[Data items]
Start

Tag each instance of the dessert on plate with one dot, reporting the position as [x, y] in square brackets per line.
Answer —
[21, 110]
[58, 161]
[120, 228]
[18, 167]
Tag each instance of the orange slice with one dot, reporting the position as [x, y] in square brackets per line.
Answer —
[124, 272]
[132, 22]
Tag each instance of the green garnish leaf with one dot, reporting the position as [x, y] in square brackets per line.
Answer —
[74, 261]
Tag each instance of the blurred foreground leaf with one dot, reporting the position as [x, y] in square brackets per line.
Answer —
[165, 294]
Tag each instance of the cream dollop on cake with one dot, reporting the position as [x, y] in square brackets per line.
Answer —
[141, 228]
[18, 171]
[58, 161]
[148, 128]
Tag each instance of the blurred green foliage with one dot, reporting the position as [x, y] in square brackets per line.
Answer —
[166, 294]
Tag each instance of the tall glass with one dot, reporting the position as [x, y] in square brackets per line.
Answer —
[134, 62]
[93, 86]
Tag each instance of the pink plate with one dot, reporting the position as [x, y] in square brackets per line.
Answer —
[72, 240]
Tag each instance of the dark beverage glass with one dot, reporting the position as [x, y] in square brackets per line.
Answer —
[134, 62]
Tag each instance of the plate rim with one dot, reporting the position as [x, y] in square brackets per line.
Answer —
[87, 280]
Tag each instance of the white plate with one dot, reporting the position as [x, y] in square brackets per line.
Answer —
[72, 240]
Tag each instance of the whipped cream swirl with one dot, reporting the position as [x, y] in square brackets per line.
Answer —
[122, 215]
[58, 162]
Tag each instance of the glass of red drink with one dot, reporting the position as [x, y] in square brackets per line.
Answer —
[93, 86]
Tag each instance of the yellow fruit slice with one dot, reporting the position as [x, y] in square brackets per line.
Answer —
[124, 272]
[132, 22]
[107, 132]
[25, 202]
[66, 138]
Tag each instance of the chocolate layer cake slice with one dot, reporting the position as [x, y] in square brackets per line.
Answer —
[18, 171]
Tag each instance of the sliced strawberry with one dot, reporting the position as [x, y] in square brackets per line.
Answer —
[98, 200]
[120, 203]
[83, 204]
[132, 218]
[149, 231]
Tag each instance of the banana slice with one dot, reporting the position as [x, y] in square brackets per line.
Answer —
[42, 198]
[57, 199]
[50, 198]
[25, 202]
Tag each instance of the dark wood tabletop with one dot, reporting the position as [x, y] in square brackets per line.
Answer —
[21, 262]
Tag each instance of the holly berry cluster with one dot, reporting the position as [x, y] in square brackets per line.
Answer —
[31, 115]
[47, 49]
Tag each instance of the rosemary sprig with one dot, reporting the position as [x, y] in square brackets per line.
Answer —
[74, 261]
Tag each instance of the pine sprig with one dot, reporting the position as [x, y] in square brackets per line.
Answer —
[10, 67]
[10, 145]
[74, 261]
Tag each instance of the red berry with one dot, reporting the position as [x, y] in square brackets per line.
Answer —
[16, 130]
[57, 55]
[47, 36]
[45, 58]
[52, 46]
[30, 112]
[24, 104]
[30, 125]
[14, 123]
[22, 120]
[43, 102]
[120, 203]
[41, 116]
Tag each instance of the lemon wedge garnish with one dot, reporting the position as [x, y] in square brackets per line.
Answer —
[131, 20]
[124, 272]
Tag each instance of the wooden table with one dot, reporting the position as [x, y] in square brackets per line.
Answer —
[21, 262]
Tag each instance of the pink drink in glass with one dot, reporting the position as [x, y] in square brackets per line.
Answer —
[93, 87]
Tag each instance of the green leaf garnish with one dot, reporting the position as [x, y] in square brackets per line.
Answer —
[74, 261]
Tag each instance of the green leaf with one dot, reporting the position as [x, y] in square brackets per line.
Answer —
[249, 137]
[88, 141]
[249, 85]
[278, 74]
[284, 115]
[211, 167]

End

_Exercise details_.
Please copy the whole listing above line for line, changing nothing.

_Output below_.
Tag each instance of the dessert on plate with one dot, reporting the position as [x, y] in square brackets per line.
Answer —
[21, 110]
[58, 161]
[120, 228]
[18, 167]
Tag each instance of the orange slice with one dot, reporting the position as [x, y] in square brackets per line.
Answer —
[124, 272]
[132, 22]
Tag each instance of the green garnish leaf with one dot, reporting the position as [x, y] in square brackets per line.
Answer —
[74, 261]
Tag each instance of the blurred foreground leaf with one dot, reporting the position as [x, y] in square brackets per line.
Answer —
[165, 294]
Tag each instance of the cream dollop on cake with one dot, reporting the position as [x, y] in square brackets per line.
Answer —
[141, 228]
[18, 171]
[58, 161]
[148, 128]
Tag each instance of the blurred green foliage with one dot, reporting the position as [x, y] in square brackets per line.
Answer —
[166, 294]
Tag each instance of the tall glass with one dot, reporting the position as [x, y] in square brackets per line.
Answer —
[134, 62]
[93, 86]
Tag each instance of the pink plate with one dot, reporting the position as [x, y] in square brackets per line.
Answer —
[72, 240]
Tag each instance of the dark beverage glass with one dot, reporting the position as [x, y] in square brackets per line.
Answer —
[134, 62]
Tag each instance of the plate rim with one dot, reporting the position as [x, y] in square brackets per line.
Answer —
[87, 280]
Tag each instance of the white plate with one dot, reporting the position as [x, y] in square brackets per line.
Answer —
[72, 240]
Tag each instance of the whipped cream swirl with one dot, reporting the position as [x, y] in square brackets per line.
Answer —
[122, 215]
[58, 162]
Tag each instance of the glass of red drink with one dot, reporting the position as [x, y] in square brackets per line.
Answer —
[93, 86]
Tag each instance of the yellow fruit slice with one dot, reporting the position as [x, y] in square brackets per line.
Answer —
[124, 272]
[132, 22]
[107, 132]
[25, 202]
[66, 138]
Tag each instance of the chocolate layer cake slice with one dot, reporting the position as [x, y] in square brackets per line.
Answer —
[18, 171]
Tag each instance of the sliced strawberry with one dot, reporting the position as [x, y] in square brackets per line.
Answer —
[98, 200]
[120, 203]
[83, 204]
[132, 218]
[149, 231]
Tag each instance of the banana slice with one dot, reporting the position as [x, y] in square brackets per line.
Answer —
[42, 198]
[57, 199]
[50, 198]
[25, 202]
Tag each instance of the dark wood tabletop with one dot, reporting the position as [x, y] in square brackets per line.
Answer —
[21, 262]
Tag each instance of the holly berry cluster with one dot, reporting the position as [x, y] in square brackets per line.
Answer —
[31, 115]
[47, 49]
Tag each instance of the rosemary sprig with one dot, reporting the position as [x, y] in square brackets per line.
Answer —
[74, 261]
Tag each instance of the pine sprig with one dot, reporting the position as [x, y] in square brackets per line.
Answer —
[10, 67]
[10, 145]
[74, 261]
Tag each instance of the red berry with one dot, reporting the position as [x, y] in square brackets per line.
Answer —
[16, 130]
[57, 55]
[47, 36]
[45, 58]
[52, 46]
[30, 112]
[24, 104]
[30, 125]
[14, 123]
[22, 120]
[43, 102]
[120, 203]
[41, 116]
Tag each instance of the lemon wedge garnish with one dot, reporting the position as [x, y] in square brackets per line.
Answer —
[131, 20]
[124, 272]
Tag each instance of the wooden table with one dot, reporting the position as [x, y] in square brackets per line.
Answer —
[21, 262]
Tag each instance of the pink drink in glass with one dot, reporting the position as [x, y] in square brackets per line.
Answer —
[93, 87]
Tag each instance of the green leaf garnish with one dot, reporting the position as [x, y] in square brackets per line.
Answer —
[74, 261]
Tag each instance of the green leaf with one dot, reporting the position as [x, y] in square brackets per line.
Answer —
[249, 137]
[88, 141]
[249, 85]
[278, 74]
[284, 115]
[211, 167]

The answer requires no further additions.